((

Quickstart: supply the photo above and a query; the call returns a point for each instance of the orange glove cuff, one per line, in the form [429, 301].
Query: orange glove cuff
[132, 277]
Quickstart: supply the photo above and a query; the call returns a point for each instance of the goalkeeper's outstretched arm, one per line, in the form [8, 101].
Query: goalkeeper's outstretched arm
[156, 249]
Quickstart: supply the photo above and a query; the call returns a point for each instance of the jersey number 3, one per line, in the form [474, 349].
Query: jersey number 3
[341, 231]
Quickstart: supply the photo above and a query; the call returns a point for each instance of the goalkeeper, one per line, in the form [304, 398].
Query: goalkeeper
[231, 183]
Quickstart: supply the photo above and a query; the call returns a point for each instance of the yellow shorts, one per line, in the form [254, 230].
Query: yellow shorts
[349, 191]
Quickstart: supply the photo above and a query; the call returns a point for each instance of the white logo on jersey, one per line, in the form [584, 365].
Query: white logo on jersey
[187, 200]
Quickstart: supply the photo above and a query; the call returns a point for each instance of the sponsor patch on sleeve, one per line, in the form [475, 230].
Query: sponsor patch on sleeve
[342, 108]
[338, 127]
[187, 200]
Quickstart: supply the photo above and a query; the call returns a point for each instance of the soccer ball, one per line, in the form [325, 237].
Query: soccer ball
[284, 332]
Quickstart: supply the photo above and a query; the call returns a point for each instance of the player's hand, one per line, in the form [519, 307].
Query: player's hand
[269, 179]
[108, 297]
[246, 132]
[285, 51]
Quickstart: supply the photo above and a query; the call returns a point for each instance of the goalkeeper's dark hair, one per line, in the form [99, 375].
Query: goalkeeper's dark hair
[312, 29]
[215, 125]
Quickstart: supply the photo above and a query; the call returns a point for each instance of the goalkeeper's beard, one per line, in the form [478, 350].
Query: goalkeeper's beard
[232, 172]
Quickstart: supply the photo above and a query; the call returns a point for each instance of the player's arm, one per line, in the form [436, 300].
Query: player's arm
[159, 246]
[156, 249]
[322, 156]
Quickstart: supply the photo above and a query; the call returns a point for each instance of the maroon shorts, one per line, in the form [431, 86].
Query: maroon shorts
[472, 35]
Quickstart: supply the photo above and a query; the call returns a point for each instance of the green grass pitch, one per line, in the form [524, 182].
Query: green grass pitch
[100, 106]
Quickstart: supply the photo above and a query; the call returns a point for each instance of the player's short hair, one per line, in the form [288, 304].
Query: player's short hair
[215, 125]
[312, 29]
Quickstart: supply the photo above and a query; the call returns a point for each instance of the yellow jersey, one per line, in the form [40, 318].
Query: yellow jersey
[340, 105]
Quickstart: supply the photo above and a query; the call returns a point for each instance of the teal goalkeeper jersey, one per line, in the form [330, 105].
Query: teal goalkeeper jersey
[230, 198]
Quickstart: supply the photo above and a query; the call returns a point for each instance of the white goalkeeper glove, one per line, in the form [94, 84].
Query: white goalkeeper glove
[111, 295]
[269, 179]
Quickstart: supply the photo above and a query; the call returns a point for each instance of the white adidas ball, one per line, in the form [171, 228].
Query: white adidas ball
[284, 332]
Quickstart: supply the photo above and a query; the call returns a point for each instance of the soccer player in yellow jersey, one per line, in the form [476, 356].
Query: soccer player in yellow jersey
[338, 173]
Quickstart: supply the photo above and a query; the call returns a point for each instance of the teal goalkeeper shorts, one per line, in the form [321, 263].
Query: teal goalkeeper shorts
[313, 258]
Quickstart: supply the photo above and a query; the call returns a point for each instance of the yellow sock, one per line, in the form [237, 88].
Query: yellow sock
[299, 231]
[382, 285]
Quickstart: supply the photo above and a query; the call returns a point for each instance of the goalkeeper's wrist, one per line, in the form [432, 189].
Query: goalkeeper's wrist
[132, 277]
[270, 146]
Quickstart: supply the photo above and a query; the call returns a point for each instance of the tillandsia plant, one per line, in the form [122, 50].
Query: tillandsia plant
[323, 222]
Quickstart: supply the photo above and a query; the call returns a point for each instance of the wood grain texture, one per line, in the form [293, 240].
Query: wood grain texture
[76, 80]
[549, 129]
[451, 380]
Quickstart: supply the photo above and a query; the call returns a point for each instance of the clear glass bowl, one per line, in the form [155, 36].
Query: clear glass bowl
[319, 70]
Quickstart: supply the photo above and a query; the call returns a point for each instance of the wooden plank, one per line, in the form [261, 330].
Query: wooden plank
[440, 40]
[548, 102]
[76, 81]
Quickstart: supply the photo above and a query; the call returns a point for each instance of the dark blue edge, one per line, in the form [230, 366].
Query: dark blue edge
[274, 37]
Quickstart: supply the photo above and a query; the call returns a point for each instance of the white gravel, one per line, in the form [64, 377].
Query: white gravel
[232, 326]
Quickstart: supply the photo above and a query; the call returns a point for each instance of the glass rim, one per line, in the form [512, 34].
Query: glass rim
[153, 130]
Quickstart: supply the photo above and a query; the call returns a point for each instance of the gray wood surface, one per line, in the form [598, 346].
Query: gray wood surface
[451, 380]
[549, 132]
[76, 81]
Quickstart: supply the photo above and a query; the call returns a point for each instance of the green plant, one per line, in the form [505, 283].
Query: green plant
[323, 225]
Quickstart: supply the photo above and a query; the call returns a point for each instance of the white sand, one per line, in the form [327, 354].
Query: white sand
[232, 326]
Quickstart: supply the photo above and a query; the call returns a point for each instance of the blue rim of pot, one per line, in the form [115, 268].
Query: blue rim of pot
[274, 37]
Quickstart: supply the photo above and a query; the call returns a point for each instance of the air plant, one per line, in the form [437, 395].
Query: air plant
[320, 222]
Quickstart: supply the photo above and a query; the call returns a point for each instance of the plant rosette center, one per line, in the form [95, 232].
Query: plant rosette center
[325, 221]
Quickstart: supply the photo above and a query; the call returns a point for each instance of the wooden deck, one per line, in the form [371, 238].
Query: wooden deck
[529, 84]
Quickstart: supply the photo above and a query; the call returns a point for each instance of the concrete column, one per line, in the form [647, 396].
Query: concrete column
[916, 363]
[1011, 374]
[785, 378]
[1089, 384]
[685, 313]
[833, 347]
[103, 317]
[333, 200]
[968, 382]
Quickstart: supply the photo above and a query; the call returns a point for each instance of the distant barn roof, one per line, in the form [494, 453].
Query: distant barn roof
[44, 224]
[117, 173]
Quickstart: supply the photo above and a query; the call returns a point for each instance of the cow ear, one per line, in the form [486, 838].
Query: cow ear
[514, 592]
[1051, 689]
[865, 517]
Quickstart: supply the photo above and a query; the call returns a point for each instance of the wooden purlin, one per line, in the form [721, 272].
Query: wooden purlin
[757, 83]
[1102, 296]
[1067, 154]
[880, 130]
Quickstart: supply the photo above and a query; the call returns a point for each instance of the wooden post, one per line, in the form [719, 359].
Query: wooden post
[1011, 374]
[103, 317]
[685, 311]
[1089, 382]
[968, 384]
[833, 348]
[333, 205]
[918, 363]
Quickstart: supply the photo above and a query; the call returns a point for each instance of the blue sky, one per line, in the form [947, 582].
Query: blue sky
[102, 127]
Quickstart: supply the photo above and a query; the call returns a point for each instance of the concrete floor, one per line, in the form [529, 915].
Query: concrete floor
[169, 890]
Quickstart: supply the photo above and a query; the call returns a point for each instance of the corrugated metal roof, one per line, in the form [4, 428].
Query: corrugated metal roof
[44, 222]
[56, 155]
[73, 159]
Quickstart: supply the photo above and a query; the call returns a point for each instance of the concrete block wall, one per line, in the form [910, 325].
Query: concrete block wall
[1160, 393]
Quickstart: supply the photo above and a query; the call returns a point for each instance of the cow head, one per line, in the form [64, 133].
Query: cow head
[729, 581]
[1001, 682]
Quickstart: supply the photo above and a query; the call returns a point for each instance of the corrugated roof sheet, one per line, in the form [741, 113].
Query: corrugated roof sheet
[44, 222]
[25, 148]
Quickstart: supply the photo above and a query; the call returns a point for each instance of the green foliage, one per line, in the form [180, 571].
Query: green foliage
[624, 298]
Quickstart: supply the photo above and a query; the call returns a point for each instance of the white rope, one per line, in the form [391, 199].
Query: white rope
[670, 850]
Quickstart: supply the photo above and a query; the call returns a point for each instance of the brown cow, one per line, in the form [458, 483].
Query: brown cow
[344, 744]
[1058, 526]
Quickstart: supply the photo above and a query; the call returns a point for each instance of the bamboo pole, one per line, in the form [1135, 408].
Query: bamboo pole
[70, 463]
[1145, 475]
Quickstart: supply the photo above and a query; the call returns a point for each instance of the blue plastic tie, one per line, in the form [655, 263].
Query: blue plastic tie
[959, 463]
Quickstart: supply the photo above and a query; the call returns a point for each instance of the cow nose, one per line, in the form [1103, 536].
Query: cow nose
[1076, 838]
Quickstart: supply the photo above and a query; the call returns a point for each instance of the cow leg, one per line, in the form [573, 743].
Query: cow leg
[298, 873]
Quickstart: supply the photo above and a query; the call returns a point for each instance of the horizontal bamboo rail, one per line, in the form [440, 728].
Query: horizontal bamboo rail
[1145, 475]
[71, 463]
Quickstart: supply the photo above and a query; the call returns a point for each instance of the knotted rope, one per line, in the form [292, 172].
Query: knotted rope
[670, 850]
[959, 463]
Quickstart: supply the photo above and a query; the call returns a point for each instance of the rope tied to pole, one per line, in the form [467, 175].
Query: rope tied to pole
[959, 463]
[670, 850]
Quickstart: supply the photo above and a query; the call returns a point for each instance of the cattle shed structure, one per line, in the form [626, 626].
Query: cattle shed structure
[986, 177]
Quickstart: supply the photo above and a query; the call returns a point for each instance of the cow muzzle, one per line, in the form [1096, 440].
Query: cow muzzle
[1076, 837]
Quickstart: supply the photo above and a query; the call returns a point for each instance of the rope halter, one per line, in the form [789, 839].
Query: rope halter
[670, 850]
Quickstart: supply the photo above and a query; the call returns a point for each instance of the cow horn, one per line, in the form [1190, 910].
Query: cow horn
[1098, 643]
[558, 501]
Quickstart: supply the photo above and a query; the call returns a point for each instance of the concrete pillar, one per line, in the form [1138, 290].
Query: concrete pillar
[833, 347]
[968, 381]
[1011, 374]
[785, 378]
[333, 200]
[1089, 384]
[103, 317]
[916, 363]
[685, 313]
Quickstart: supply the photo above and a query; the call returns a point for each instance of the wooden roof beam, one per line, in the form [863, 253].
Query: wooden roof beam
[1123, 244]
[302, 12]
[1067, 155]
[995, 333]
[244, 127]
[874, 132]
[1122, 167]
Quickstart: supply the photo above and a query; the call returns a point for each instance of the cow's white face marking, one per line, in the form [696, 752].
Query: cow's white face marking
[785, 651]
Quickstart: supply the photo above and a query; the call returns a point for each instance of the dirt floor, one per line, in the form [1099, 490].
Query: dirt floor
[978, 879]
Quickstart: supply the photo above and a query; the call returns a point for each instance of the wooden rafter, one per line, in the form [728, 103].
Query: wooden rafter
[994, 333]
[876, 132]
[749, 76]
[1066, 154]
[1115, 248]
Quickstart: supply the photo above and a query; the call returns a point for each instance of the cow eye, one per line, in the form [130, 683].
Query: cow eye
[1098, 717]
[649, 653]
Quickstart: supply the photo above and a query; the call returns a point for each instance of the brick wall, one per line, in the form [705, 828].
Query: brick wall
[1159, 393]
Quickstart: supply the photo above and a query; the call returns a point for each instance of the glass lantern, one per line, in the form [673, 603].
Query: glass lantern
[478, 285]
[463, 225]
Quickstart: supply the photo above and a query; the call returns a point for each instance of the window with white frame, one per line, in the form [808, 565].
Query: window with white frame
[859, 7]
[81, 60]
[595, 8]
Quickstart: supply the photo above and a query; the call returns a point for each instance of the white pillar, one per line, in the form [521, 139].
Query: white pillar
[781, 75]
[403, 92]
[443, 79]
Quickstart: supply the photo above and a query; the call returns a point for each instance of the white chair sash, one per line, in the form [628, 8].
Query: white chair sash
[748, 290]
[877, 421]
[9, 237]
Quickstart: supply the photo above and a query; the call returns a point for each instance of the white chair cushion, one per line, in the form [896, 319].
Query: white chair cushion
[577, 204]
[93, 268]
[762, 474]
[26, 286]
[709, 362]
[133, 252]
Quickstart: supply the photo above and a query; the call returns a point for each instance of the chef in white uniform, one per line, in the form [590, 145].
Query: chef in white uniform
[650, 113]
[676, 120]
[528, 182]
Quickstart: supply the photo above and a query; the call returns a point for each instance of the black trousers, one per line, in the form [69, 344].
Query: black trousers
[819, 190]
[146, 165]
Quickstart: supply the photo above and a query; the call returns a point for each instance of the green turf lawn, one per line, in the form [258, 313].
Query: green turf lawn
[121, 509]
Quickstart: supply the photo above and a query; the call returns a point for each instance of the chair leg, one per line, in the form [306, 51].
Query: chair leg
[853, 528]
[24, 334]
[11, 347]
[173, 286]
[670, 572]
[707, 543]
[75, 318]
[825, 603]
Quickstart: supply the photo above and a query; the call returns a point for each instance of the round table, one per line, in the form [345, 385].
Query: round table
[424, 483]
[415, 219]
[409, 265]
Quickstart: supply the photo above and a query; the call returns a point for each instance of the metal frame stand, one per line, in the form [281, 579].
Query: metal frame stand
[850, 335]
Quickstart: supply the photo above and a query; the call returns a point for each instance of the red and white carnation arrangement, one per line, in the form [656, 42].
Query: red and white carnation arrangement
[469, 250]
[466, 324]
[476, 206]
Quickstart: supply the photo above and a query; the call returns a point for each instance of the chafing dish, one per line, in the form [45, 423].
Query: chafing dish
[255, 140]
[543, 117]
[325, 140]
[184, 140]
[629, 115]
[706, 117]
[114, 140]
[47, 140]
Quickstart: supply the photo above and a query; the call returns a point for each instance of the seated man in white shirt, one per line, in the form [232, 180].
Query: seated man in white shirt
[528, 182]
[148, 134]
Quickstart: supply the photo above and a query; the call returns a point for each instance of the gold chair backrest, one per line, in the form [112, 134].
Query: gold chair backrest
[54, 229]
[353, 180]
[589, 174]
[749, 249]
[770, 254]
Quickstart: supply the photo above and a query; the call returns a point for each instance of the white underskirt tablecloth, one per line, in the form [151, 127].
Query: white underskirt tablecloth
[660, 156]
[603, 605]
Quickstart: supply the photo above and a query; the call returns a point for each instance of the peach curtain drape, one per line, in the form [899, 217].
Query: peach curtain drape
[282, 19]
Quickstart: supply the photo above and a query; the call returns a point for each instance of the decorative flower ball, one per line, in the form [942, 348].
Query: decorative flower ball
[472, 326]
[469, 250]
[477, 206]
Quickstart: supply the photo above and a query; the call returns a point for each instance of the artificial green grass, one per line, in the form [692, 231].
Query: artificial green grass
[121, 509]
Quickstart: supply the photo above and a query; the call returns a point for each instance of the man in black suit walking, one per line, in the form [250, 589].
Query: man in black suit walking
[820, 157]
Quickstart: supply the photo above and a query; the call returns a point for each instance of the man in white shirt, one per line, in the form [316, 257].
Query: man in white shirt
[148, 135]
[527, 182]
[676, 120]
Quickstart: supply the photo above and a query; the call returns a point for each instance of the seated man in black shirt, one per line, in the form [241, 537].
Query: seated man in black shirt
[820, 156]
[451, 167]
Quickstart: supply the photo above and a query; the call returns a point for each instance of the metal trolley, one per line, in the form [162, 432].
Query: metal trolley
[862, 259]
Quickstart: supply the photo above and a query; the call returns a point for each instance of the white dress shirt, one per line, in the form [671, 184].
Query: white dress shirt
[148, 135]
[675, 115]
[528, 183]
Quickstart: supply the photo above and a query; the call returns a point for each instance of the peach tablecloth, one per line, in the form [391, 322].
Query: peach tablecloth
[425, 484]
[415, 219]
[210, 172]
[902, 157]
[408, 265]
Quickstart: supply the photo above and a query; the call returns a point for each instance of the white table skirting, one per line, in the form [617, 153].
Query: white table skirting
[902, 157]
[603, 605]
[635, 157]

))

## GIVEN PROBLEM
Copy the lines of the listing from the one containing "form [692, 231]." through the end of the listing, inclusive, swapping "trolley" for "cart" and keeping everything else unchanged.

## THE ANSWER
Quickstart: supply the photo above and a query; the call returns a point for each instance of the artificial green grass, one per line, in the form [692, 231].
Query: artificial green grass
[121, 509]
Quickstart: supply the photo above and a query; the call returns a point for each instance of the man in black suit walking, one per line, in the form [250, 589].
Query: man in black suit walking
[820, 157]
Quickstart: supply the photo above and a query; the call returns a point for each instance of the man in white shirt, one per line, in the form [316, 257].
Query: man in white shirt
[148, 135]
[527, 182]
[676, 120]
Quickstart: supply the photo above and a query; the call returns a point for each instance of the seated man in black shirt, one per line, in the form [241, 537].
Query: seated man in black shirt
[820, 156]
[451, 167]
Quickstart: supply the photo above and a query; the call returns a point for each instance of the metal cart, one per line, in the form [162, 432].
Query: metal cart
[862, 259]
Quickstart: supply the photo above and a query; the call returns a point for each instance of the white dress shirt, one per line, in the form [671, 184].
Query: white dress shirt
[148, 135]
[675, 115]
[528, 183]
Quickstart: supply the photo above and a query; the call returns a point for each instance of the peach tablecloth, one per line, in the form [391, 322].
Query: peach tablecloth
[425, 484]
[415, 219]
[210, 172]
[902, 157]
[408, 265]
Quickstart: supply the photo above and a query; the call returns a point for each instance of the white table skirting, one per line, in the form [617, 153].
Query: white table skirting
[902, 157]
[603, 605]
[635, 157]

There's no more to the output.